*Dataset entries*
Start of Block
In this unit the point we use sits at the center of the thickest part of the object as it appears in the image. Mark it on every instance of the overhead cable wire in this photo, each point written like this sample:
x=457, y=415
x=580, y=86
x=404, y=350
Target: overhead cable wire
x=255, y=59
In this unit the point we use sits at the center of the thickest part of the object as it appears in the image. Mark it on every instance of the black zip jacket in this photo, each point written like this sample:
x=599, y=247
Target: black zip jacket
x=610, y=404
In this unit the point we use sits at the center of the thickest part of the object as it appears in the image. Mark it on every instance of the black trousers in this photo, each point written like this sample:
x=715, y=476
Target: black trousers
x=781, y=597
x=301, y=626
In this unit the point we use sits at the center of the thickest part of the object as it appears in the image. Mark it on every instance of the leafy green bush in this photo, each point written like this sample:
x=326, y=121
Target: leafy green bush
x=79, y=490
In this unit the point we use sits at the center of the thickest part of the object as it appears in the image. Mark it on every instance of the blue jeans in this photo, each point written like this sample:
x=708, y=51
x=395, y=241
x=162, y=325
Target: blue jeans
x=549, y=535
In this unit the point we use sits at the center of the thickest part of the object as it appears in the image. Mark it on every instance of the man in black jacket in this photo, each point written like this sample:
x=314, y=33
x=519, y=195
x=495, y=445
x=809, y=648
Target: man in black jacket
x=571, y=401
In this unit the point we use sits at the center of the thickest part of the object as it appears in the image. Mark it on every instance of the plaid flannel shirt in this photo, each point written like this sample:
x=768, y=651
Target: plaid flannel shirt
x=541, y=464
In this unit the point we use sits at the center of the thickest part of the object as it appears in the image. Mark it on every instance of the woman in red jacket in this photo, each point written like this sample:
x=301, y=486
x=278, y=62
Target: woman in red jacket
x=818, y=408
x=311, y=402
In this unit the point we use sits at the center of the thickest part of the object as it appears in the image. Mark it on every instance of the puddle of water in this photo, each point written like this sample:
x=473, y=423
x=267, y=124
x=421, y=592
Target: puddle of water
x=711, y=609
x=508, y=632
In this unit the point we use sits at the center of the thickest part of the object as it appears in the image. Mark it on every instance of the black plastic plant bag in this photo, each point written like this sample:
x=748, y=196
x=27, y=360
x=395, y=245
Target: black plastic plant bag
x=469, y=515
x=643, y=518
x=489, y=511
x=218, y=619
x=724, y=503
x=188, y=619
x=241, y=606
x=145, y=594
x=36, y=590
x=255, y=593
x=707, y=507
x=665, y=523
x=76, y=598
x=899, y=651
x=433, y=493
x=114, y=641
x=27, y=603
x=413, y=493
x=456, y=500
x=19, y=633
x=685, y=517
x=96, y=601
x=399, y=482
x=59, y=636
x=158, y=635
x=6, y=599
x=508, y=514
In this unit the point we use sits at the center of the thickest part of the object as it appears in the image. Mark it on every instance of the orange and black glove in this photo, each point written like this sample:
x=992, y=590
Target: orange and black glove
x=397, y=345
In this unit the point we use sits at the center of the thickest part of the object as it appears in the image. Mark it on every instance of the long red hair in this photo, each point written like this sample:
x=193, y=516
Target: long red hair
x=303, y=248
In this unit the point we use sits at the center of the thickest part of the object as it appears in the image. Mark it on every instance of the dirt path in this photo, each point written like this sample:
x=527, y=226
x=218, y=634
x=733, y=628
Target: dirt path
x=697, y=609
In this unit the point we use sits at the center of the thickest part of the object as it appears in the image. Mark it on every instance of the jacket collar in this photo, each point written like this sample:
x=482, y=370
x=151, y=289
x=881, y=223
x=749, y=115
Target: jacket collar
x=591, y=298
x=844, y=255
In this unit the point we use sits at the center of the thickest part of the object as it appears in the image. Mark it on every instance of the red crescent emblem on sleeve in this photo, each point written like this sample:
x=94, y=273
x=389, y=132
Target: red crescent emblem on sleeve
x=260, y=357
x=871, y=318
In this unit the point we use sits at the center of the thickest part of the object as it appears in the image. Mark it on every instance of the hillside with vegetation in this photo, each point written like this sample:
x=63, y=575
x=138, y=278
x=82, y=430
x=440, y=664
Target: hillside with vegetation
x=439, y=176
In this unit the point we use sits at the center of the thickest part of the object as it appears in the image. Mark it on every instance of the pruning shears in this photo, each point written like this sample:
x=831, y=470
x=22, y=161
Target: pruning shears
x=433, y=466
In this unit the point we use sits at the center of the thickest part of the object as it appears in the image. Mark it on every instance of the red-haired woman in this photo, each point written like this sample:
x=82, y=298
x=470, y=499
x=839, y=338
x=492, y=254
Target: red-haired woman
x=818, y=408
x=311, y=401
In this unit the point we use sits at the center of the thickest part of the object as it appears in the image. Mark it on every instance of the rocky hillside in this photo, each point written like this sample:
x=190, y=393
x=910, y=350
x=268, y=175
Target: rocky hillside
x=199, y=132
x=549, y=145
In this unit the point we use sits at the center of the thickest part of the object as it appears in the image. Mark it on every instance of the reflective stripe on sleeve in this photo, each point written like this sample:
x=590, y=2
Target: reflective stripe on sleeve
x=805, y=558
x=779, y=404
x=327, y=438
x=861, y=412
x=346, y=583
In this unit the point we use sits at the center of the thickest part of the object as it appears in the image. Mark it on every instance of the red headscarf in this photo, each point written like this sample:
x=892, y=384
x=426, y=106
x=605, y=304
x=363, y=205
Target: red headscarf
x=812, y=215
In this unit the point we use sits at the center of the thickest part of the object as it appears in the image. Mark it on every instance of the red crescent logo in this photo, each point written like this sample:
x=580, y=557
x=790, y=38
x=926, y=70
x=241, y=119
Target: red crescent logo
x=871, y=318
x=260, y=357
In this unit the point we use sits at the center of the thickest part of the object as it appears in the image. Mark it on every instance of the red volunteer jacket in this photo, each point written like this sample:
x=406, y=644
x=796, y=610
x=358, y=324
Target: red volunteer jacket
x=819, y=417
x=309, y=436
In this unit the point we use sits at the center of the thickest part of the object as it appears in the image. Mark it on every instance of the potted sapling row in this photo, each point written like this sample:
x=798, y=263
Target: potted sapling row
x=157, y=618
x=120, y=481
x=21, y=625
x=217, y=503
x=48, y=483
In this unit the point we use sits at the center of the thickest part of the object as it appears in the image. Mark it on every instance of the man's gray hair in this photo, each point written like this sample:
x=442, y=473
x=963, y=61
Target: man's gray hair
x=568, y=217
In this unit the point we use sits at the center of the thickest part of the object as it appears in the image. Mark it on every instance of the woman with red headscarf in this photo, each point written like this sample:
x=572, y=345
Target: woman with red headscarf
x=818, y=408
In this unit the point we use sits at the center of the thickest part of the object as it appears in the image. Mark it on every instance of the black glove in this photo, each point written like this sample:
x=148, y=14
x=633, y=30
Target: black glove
End of Block
*TASK TO CARRY OUT*
Each entry, exactly as written, should be set down once more.

*RESULT FOR THIS TASK*
In this unit the point we use sits at the center of the thickest part of the object as it appears in the image. Mark it on every instance of the overhead cable wire in this photo, each point written like this sample:
x=457, y=415
x=580, y=86
x=404, y=350
Target: overhead cable wire
x=255, y=59
In this unit the point we use sits at the center of the thickest part of the object as it appears in the image. Mark it on every instance of the black zip jacket in this photo, each point written like this sample:
x=599, y=247
Target: black zip jacket
x=610, y=404
In this unit the point we use sits at the center of the thickest part of the object as it appears in the image. Mark it on every instance of the black trousers in this photo, each point written like this sample:
x=715, y=476
Target: black trousers
x=781, y=597
x=301, y=626
In this unit the point we use sits at the center of the thickest part of the object as it appears in the image. Mark it on every instance of the leafy green bush in this photo, each point written like this sample:
x=326, y=121
Target: leafy green bush
x=79, y=490
In this unit the point we use sits at the center of the thickest part of the object as it appears in the image. Mark it on every instance of the blue jeans in this photo, each point written like this sample:
x=708, y=51
x=395, y=241
x=162, y=325
Target: blue jeans
x=549, y=535
In this unit the point we use sits at the center of the thickest part of the object as it appears in the image. Mark it on every instance of the man in black jacket in this photo, each point written like this sample:
x=314, y=33
x=519, y=195
x=495, y=445
x=809, y=648
Target: man in black jacket
x=571, y=401
In this unit the point we use sits at the center of the thickest part of the object as it appears in the image. Mark it on every instance of the plaid flannel shirt in this photo, each point written like this sample:
x=768, y=651
Target: plaid flannel shirt
x=541, y=464
In this unit the point we use sits at the center of the thickest part of the object as it appears in the image. Mark it on every instance of the woman in red jacket in this photo, each point written like this sample:
x=301, y=486
x=278, y=62
Target: woman in red jacket
x=818, y=408
x=311, y=402
In this unit the point we use sits at the center of the thickest part of the object as it appears in the image. Mark it on every instance of the puddle of water in this photo, each point written like this sample:
x=473, y=423
x=267, y=124
x=421, y=592
Target: puddle of water
x=711, y=609
x=508, y=632
In this unit the point we use sits at the center of the thickest part of the object as it appears in the image. Mark it on every instance of the black plastic plant bag in this photo, each point written like this sample:
x=748, y=196
x=27, y=360
x=395, y=245
Target: black plastic plant bag
x=469, y=515
x=643, y=518
x=489, y=511
x=218, y=619
x=724, y=503
x=188, y=619
x=241, y=606
x=145, y=594
x=36, y=590
x=255, y=593
x=707, y=507
x=665, y=523
x=76, y=598
x=899, y=651
x=433, y=493
x=114, y=641
x=27, y=603
x=413, y=493
x=456, y=500
x=19, y=633
x=685, y=517
x=96, y=601
x=399, y=482
x=59, y=636
x=158, y=635
x=6, y=599
x=508, y=514
In this unit the point we use sits at the center of the thickest part of the object as it appears in the image. Mark it on every instance of the orange and black glove in this photo, each point written like this sample:
x=992, y=590
Target: orange and black glove
x=397, y=345
In this unit the point we use sits at the center of the thickest part of the object as it appears in the image. Mark it on every instance of the long red hair in this photo, each point written like this sample:
x=193, y=516
Target: long red hair
x=303, y=248
In this unit the point we use sits at the center of the thickest part of the object as it appears in the image. Mark it on every instance of the dirt path in this photo, each point written like this sample:
x=527, y=226
x=218, y=634
x=733, y=628
Target: dirt path
x=697, y=609
In this unit the point we use sits at the center of the thickest part of the object as it appears in the image. Mark it on every instance of the jacket collar in this photo, each point written like this sample:
x=482, y=370
x=151, y=289
x=881, y=223
x=749, y=115
Target: jacket collar
x=591, y=298
x=844, y=255
In this unit the point we use sits at the center of the thickest part of the object as it appears in the image. Mark it on every instance of the red crescent emblem on sleeve in this photo, each point written like this sample:
x=94, y=273
x=389, y=132
Target: red crescent emblem on sleeve
x=260, y=357
x=871, y=318
In this unit the point we use sits at the center of the thickest part of the object as it appears in the image. Mark it on every instance of the hillside with vegetation in this photo, each point written like this sample:
x=63, y=575
x=138, y=278
x=82, y=430
x=440, y=664
Target: hillside with vegetation
x=439, y=176
In this unit the point we use sits at the center of the thickest part of the object as it appears in the image. Mark it on every instance of the pruning shears in this photo, each point written like this sample:
x=831, y=470
x=22, y=161
Target: pruning shears
x=433, y=466
In this unit the point we use sits at the center of the thickest part of the object as it appears in the image. Mark it on every instance of the red-haired woman in this photo, each point written like this sample:
x=82, y=298
x=470, y=499
x=839, y=338
x=492, y=254
Target: red-haired woman
x=818, y=408
x=311, y=401
In this unit the point we use sits at the center of the thickest part of the object as it appears in the image. Mark it on every instance of the rocky hillside in this photo, each point written like this sample:
x=190, y=393
x=910, y=350
x=268, y=175
Target: rocky hillside
x=199, y=132
x=549, y=145
In this unit the point we use sits at the center of the thickest part of the object as it appears in the image. Mark it on every instance of the reflective stripe on sleeve in this photo, each point written like this sample:
x=590, y=2
Target: reflective stripe on sleeve
x=805, y=558
x=779, y=404
x=327, y=438
x=861, y=412
x=346, y=583
In this unit the point we use sits at the center of the thickest part of the object as it appears in the image. Mark it on every instance of the red headscarf in this photo, each point written like this sample:
x=892, y=384
x=426, y=106
x=605, y=304
x=363, y=205
Target: red headscarf
x=812, y=215
In this unit the point we use sits at the center of the thickest part of the object as it appears in the image. Mark it on every instance of the red crescent logo in this photo, each point written like this sample:
x=580, y=557
x=790, y=38
x=926, y=70
x=241, y=119
Target: red crescent logo
x=871, y=318
x=260, y=357
In this unit the point we use sits at the center of the thickest part of the object as it appears in the image. Mark it on every instance of the red volunteer jacket in this photo, each point written like this sample:
x=406, y=644
x=796, y=610
x=358, y=324
Target: red volunteer jacket
x=819, y=417
x=309, y=436
In this unit the point we use sits at the center of the thickest part of the object as it appears in the image. Mark it on every instance of the potted sapling row in this photo, each point written like this sample:
x=798, y=263
Target: potted sapling row
x=157, y=618
x=120, y=481
x=21, y=625
x=217, y=503
x=48, y=483
In this unit the point we use sits at the center of the thickest part of the object as it appears in the image. Mark it on every instance of the man's gray hair in this photo, each point written like this sample:
x=442, y=473
x=963, y=61
Target: man's gray hair
x=568, y=217
In this unit the point we use sits at the center of the thickest part of the object as it appears in the image. Mark it on every instance of the woman with red headscarf in this photo, each point written like this sample:
x=572, y=345
Target: woman with red headscarf
x=818, y=408
In this unit the point we use sits at the center of the thickest part of the object as it appears in the image. Mark it on every instance of the black glove in this photo, each point written like this sample:
x=148, y=14
x=633, y=30
Target: black glove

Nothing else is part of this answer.